▶ Exercise aim
Make an exact copy of all the records.

(Object pointing dataset rows)
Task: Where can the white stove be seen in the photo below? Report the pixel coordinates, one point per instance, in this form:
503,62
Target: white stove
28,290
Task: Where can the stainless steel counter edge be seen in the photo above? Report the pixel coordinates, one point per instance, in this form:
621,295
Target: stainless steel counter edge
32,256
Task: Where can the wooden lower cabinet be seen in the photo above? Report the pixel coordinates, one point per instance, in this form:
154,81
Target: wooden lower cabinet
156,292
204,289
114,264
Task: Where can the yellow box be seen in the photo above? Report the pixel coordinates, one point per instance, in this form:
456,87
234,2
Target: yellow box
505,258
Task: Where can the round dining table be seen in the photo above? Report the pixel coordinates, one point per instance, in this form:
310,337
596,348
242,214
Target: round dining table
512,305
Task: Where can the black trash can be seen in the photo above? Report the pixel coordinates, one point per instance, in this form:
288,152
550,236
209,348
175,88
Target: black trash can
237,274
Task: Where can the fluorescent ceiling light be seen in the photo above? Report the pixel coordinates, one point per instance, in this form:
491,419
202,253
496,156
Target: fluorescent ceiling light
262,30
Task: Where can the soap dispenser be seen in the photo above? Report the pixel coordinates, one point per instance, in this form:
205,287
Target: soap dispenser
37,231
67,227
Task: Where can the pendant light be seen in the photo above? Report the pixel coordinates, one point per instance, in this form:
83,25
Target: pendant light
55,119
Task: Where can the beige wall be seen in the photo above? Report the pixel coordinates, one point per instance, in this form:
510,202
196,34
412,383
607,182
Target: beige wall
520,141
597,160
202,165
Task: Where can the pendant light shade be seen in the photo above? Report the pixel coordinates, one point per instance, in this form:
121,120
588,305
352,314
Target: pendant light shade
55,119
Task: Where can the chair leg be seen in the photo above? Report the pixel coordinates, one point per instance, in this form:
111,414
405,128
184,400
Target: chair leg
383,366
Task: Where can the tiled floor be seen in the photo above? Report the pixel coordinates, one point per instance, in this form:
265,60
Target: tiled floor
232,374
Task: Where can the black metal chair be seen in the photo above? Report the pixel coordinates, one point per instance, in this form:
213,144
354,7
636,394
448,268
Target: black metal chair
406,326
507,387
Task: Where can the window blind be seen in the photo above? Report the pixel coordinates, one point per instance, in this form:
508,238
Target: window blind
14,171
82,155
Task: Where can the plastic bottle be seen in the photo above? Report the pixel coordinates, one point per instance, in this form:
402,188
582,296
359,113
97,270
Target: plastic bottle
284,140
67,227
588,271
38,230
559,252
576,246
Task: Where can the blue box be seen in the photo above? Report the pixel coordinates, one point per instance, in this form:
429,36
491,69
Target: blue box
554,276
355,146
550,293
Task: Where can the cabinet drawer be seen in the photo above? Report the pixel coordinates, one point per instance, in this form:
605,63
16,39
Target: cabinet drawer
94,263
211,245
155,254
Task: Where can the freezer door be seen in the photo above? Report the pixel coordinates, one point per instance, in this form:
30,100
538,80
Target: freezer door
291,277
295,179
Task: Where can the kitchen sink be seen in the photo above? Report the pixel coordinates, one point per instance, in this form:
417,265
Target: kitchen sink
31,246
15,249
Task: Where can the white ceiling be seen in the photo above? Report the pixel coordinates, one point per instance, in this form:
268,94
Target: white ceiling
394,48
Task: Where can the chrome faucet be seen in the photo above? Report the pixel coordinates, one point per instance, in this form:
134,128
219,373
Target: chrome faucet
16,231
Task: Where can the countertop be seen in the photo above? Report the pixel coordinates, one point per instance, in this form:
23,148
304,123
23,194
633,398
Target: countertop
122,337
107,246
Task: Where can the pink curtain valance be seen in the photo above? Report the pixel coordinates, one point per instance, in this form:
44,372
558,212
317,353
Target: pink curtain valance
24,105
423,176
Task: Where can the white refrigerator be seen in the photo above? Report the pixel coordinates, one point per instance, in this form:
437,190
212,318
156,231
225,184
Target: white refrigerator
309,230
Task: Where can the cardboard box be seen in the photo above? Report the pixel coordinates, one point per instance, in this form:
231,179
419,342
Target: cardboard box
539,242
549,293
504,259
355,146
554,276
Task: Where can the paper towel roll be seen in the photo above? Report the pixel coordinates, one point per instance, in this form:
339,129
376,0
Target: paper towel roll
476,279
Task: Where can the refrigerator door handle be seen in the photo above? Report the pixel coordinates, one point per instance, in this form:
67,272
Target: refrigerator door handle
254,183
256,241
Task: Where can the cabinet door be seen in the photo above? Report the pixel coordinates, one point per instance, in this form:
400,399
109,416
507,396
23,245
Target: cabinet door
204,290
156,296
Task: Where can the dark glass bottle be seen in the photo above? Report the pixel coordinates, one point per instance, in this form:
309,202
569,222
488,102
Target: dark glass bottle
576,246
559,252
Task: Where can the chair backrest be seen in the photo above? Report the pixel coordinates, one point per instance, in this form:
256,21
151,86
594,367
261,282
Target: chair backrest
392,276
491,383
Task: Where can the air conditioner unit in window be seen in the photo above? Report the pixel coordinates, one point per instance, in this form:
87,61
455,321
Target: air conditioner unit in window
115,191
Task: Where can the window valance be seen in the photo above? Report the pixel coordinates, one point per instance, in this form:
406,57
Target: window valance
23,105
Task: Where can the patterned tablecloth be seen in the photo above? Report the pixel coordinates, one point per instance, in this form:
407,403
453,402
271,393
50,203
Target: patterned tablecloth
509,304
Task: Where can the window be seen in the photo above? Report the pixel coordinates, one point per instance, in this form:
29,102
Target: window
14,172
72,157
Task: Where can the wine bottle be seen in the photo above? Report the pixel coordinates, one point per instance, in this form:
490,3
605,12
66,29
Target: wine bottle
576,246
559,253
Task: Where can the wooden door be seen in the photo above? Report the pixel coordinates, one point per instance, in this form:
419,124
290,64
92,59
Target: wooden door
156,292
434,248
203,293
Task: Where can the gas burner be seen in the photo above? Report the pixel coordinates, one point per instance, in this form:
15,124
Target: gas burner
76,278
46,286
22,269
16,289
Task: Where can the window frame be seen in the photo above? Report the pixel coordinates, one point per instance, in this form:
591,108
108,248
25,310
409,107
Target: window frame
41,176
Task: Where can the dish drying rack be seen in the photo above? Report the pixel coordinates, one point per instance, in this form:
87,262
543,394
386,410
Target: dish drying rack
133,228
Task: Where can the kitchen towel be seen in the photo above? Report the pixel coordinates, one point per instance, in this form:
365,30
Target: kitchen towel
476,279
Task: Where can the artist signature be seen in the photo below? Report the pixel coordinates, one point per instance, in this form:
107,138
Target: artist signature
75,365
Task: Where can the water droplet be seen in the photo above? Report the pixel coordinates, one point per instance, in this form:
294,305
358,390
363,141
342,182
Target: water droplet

▶ Result of the task
Task: Where can the white stove be seen in the photo below? Report the pixel coordinates, one point per instance, in this form:
503,62
Target: white stove
28,290
Task: Where can the stainless steel counter edge be seen in the photo above? Report the pixel coordinates, one point per instance, in this form:
621,295
Target: stainless steel counter edge
32,256
Task: Where can the wooden lower cabinet be seen in the photo above? Report the pixel coordinates, one point per instance, in this form:
154,81
Target: wooden lower cabinet
156,292
204,289
114,264
Task: Where can the yellow box be seen in the photo above? Report the pixel coordinates, one point per instance, in this form:
456,87
234,2
Target: yellow box
505,258
Task: Where can the round dining table be seen in the photo above? Report the pixel coordinates, one point per instance, in this form:
310,337
596,348
242,214
Target: round dining table
512,305
Task: Where can the black trash can be seen in the photo above? Report the pixel coordinates, one point per instance, in this form:
288,152
550,236
209,348
175,88
Target: black trash can
237,274
Task: Where can the fluorescent ceiling light be seen in the photo above? Report the pixel coordinates, one point per instance, in this form:
491,419
202,253
496,156
Target: fluorescent ceiling light
262,30
Task: Where can the soap dispenser be seen in the photo above? Report the pixel coordinates, one point per instance, in this form:
205,287
Target: soap dispenser
37,231
67,227
Task: Where can the pendant light be seen in the photo above? Report the pixel coordinates, one point per instance, in this form:
83,25
Target: pendant light
55,119
Task: Where can the beige wall be seen in the photo above? Report the pixel coordinates, one point per instance, in this form:
510,202
196,34
412,383
607,182
Target: beige wall
520,141
597,160
202,165
Task: Where can the pendant light shade be seen in the photo above? Report the pixel coordinates, one point per instance, in this form:
121,120
588,305
352,314
Target: pendant light shade
55,119
Task: Where can the chair leg be seen in the photo above? Report the pixel coordinates, one point per instance, in this form:
111,414
405,128
184,400
Target: chair leg
383,366
Task: Where can the tiled floor be seen in the photo above? Report the pixel coordinates, one point per instance, in this form:
265,60
Target: tiled floor
232,374
Task: Where can the black metal chair be seen in the photo above? Report the pixel coordinates, one point per instance, in this form:
213,144
354,7
636,394
448,268
Target: black metal chair
406,326
507,387
Task: Where can the window blind be seen in the photo above? Report the pixel coordinates, one point per instance, in this form:
508,238
Target: window blind
14,171
82,155
Task: Where can the plastic bottle be seen in the photo above? Report the pixel coordinates, one point per instance, in this form:
402,188
582,296
359,113
97,270
Target: plastic bottle
284,140
67,227
588,271
38,230
559,252
576,246
Task: Where can the blue box be seen in the photo above? Report the pixel coordinates, one point per instance, in this form:
429,36
491,69
Target: blue box
554,276
355,146
550,293
Task: Where can the cabinet drawer be seen in the photo above? Report the pixel coordinates, one point per instance, in this form:
605,63
16,39
Target: cabinet drawer
94,263
211,245
155,254
Task: Where can the freezer door be seen in the photo above? Report the pixel coordinates, one point per instance, in this form:
30,100
538,80
Target: freezer door
291,277
295,179
Task: Where can the kitchen sink be seen in the photo above? Report the pixel coordinates, one point per instance, in this form:
417,265
Target: kitchen sink
31,246
15,249
Task: Where can the white ceiling be seen in the photo above? Report the pixel coordinates, one point per instance, in this form:
268,94
Target: white ceiling
394,48
Task: Where can the chrome faucet be seen in the photo above? Report the pixel coordinates, one point per instance, in this form:
134,128
219,373
Target: chrome faucet
16,231
Task: Where can the countertop be seen in the photo above? Report the pixel coordinates, one point per instance, in this form:
23,148
304,123
23,194
633,398
Target: countertop
122,337
107,246
Task: Where can the pink curtain valance be seen in the photo above? Report the pixel coordinates, one point per instance, in this form:
44,372
558,212
317,353
Target: pink curtain valance
24,105
423,176
Task: Where can the white refrigerator be seen in the photo above? Report the pixel coordinates, one point per instance, in this form:
437,190
212,318
156,231
225,184
Target: white refrigerator
309,230
Task: Where can the cardboard box be seen in the photo above? Report the pixel coordinates, one point per instance, in this form:
231,179
419,342
Target: cardboard box
539,242
549,293
504,259
355,146
554,276
Task: Where can the paper towel roll be seen in the photo above? Report the pixel coordinates, one point per instance, in this form:
339,129
376,0
Target: paper towel roll
476,279
Task: Where can the refrigerator door handle be seen in the photo above? Report the pixel coordinates, one point per instance, in this form:
67,272
Target: refrigerator door handle
254,183
256,241
Task: Where can the cabinet door be seen in the photo above? Report the pixel coordinates, one point per instance, in this form:
400,399
109,416
507,396
23,245
Target: cabinet door
204,290
156,296
Task: Where can the dark glass bottle be seen in the photo above? Report the pixel coordinates, one point per instance, in this form:
309,202
569,222
488,102
Target: dark glass bottle
576,246
559,252
Task: Where can the chair backrest be seen in the photo above? Report the pixel coordinates, one point per instance, in this form:
256,21
151,86
594,367
261,282
Target: chair backrest
392,276
491,383
Task: Where can the air conditioner unit in window be seen in the photo above? Report the pixel coordinates, one point per instance, in this form:
87,61
455,321
Target: air conditioner unit in window
115,191
Task: Where can the window valance be seen in the photo above? Report the pixel coordinates, one point per instance, in this form:
406,57
Target: window valance
23,105
Task: Where can the patterned tablecloth be seen in the photo above? Report the pixel coordinates, one point per instance, in this form:
407,403
453,402
271,393
50,203
Target: patterned tablecloth
509,304
Task: Where can the window be seen in the photo above? Report the pixel coordinates, one point per instance, in this form:
29,102
Target: window
14,172
72,157
Task: Where can the wine bottle be seen in the photo above? Report the pixel coordinates, one point per instance, in this form:
490,3
605,12
66,29
Target: wine bottle
576,246
559,253
Task: Where can the wooden door be seen in the photo above? Report the pixel coordinates, one point per instance, in this form:
419,124
290,64
92,59
Target: wooden door
156,292
434,248
203,293
Task: Where can the gas burner be seen in the photo above? Report the pixel coordinates, one point per instance, in this form:
15,124
Target: gas burner
76,278
46,286
22,269
16,289
Task: Where can the window frame be seen in the photo above? Report the pixel coordinates, one point per instance, in this form:
591,108
108,248
25,310
409,107
Target: window frame
41,176
Task: Where can the dish drying rack be seen in the photo above? Report the pixel coordinates, one point per instance, in this form:
87,262
543,394
386,410
Target: dish drying rack
133,228
Task: Where can the kitchen towel be seen in the photo above? Report the pixel coordinates, one point per instance, in this form:
365,30
Target: kitchen towel
476,279
Task: Where can the artist signature be seen in the photo below? Report the pixel coordinates, one point per instance, in this form:
107,138
Target: artist signature
75,365
Task: Where can the water droplet be seen in the photo above? Report the pixel coordinates, one point per instance, in this form:
294,305
358,390
363,141
342,182
Target: water droplet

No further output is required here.